*** Data to use Section Begins ***

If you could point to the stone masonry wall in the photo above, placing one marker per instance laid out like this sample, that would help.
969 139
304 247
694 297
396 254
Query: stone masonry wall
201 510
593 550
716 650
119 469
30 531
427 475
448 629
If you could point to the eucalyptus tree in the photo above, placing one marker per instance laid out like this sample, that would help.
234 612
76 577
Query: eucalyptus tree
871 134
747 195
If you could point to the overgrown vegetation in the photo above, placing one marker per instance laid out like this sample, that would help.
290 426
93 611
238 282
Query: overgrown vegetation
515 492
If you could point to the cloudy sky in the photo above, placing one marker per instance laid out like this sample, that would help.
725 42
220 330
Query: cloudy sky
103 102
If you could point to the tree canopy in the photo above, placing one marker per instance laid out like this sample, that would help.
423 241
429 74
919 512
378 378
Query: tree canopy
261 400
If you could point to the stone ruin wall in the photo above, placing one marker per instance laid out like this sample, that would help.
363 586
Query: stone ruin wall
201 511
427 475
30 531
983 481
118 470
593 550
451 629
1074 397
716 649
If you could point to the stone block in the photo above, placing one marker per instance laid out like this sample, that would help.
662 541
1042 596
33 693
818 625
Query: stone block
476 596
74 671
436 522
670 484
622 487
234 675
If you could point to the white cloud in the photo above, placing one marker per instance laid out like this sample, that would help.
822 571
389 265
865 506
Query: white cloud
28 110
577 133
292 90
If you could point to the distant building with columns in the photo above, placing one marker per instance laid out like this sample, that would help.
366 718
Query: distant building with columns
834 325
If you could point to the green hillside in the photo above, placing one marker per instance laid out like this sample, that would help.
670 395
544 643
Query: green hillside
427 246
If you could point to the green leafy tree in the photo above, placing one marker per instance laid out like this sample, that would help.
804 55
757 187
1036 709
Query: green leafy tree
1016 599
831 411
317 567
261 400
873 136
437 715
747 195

*** Data to use Section Ends ***

Work to be completed:
Type out the material again, matching every line.

Task result:
If you could point to the stone masonry wall in the photo above, placing one marker per instance laid out like this sample, that would help.
969 139
304 247
694 297
396 254
Query: stone masonry wall
201 510
593 550
716 650
119 469
30 531
427 475
448 629
If you could point to the eucalyptus tree in the photo above, placing one marker per instance laid out like this sample, that would help.
234 612
76 577
Query: eucalyptus tree
871 134
747 195
If you could point to the overgrown vegetation in the photo above, placing one marker per instance laid out like this sample, that would help.
290 426
93 611
238 282
Query: overgrown vegetation
515 492
If you could point to the cloudy sky in the photo above, placing one marker per instance laid out like this sample, that would help.
725 42
220 330
Query: cloudy sky
103 102
If you could point to the tree canopy in the photo above, placing one marker per instance laid out like this sample, that would help.
423 241
429 74
919 512
378 378
Query: tree canopy
261 400
If you could point to the stone ruin wall in the photo above, placing one marker per instance laid out like this sample, that would help.
363 586
Query: stone ruin wall
201 511
427 475
30 531
983 481
118 470
593 550
451 629
1074 397
716 649
If you could point to the stone block in the photo above, placing one marker per instance laid out like this sample, that would help.
662 541
1042 596
33 693
818 625
Query: stone block
476 596
74 671
436 522
670 484
622 487
234 675
If you could point to the white cloud in the photo above, placing one marker per instance laid out like this sample, that would help.
822 571
389 265
865 506
Query: white cloud
28 110
577 133
292 90
If you could point to the distant building with columns in the photo above, placing one marker per instance laid out like this sample, that would help.
366 718
Query: distant building with columns
834 325
If you could point to the green hillside in the photo above, placing one marker per instance laid out like this sample, that would help.
670 395
544 643
Query: green hillside
427 246
If you could point to the green leafy tree in the photo above, placing one marker per instance laid out like this sample, that would help.
804 55
757 187
1036 709
Query: green leafy tree
1016 599
831 411
317 567
261 400
873 136
437 715
747 195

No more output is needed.